(begin)

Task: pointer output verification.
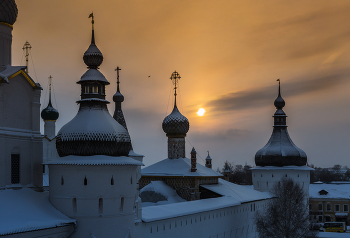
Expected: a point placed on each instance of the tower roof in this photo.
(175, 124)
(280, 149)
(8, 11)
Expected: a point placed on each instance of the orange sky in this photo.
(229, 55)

(end)
(begin)

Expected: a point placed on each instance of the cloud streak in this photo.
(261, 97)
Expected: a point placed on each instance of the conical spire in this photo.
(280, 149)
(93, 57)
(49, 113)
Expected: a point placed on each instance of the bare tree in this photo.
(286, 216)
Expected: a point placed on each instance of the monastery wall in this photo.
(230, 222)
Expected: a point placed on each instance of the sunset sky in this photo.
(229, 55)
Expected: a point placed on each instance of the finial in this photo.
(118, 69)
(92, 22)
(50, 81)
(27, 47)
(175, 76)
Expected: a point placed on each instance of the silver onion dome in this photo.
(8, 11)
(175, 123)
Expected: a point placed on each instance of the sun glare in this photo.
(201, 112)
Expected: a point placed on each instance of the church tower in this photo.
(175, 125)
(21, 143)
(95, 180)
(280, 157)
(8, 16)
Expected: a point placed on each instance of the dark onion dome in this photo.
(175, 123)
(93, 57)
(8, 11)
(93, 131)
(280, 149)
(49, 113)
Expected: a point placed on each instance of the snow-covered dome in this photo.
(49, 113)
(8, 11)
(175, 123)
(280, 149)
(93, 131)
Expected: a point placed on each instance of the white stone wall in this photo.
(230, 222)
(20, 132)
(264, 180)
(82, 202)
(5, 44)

(end)
(begin)

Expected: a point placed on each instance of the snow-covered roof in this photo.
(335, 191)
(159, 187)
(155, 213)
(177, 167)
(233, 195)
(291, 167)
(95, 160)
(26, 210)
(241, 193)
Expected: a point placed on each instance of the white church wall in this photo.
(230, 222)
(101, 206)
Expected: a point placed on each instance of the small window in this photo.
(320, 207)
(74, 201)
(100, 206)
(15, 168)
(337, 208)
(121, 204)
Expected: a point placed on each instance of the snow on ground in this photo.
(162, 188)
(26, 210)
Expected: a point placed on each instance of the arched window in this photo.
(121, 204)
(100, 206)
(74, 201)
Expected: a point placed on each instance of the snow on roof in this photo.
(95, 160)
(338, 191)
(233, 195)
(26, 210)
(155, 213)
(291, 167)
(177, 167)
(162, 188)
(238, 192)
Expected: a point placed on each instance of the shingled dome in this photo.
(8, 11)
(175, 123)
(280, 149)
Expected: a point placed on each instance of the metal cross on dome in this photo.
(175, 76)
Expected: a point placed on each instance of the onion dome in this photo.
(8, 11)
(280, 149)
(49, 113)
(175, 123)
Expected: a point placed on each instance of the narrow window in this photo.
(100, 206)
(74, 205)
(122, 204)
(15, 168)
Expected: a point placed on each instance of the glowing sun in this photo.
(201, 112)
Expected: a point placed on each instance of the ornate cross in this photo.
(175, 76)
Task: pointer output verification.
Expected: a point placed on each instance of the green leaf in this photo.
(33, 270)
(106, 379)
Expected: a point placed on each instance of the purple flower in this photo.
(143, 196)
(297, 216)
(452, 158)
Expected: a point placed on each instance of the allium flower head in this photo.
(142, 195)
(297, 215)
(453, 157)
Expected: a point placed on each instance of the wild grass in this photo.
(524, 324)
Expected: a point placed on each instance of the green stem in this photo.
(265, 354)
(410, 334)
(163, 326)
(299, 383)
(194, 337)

(end)

## Your instructions
Tally the lines of the listing above that contain the string "tower", treating case as significant. Give only the number.

## Problem solution
2